The problem: Of all the lines in the entries, how many carry the word "collar"? The reply is that number and no more.

Point localization data:
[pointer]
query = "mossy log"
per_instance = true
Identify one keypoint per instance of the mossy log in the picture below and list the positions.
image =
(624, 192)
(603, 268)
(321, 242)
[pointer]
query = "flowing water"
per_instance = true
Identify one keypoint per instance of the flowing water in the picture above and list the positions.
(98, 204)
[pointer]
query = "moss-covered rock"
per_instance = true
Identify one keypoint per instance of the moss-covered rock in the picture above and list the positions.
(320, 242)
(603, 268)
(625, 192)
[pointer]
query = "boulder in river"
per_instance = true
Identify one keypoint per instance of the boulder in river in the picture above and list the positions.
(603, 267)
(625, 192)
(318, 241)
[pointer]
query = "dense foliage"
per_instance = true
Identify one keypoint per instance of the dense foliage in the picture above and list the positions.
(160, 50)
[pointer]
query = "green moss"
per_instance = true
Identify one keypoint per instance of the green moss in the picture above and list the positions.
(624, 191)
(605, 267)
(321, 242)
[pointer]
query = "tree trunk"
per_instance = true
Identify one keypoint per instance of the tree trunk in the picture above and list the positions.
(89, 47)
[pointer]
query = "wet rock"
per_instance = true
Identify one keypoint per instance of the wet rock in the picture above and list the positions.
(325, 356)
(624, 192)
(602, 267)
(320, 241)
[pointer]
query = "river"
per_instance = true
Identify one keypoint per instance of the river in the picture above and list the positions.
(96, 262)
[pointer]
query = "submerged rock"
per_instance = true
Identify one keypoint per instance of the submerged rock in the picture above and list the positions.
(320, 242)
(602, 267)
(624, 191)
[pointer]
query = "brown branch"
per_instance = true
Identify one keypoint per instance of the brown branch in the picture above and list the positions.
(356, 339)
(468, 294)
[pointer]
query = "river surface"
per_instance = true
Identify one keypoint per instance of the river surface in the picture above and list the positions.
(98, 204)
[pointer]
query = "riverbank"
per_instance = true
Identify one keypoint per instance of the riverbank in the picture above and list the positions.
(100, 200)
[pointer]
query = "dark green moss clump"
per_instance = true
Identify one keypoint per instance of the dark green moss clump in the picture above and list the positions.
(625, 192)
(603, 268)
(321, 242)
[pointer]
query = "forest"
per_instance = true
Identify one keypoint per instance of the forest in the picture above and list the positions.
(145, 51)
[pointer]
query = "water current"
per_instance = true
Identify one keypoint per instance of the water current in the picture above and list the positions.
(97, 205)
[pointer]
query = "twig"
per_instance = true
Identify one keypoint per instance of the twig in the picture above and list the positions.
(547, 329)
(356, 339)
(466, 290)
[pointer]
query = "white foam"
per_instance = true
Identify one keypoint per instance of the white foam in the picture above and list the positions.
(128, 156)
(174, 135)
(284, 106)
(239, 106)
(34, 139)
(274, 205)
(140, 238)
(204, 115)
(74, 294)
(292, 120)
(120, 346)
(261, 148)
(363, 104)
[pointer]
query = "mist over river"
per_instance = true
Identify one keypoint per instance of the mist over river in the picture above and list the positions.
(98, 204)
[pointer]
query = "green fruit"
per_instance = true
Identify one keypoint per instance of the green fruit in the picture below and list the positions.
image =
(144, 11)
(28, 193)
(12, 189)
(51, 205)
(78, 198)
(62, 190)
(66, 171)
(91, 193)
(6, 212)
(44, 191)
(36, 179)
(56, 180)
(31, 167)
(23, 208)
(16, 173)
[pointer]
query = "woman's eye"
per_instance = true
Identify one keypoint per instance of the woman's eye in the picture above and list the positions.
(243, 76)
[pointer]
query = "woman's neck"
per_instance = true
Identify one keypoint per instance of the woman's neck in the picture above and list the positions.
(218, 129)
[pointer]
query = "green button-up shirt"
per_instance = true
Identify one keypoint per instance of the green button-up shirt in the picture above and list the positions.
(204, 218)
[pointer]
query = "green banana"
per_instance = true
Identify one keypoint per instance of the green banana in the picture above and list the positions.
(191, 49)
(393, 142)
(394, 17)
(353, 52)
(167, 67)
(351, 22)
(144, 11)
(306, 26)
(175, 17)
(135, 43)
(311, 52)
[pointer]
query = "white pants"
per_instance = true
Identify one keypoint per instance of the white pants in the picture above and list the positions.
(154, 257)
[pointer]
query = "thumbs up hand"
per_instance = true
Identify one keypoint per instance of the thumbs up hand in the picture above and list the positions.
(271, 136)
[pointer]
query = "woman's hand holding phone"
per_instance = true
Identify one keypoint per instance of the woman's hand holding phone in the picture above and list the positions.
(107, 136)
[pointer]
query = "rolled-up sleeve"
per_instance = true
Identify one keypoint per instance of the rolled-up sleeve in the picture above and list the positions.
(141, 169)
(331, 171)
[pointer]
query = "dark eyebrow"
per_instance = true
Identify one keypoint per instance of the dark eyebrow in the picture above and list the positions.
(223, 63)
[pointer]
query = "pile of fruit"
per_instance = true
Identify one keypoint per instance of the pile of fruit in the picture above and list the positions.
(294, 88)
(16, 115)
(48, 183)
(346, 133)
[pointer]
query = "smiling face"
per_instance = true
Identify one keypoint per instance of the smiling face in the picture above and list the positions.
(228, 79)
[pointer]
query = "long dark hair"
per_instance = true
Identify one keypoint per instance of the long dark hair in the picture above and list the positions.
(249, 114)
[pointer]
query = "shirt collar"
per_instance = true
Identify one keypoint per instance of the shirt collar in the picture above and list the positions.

Written solution: 2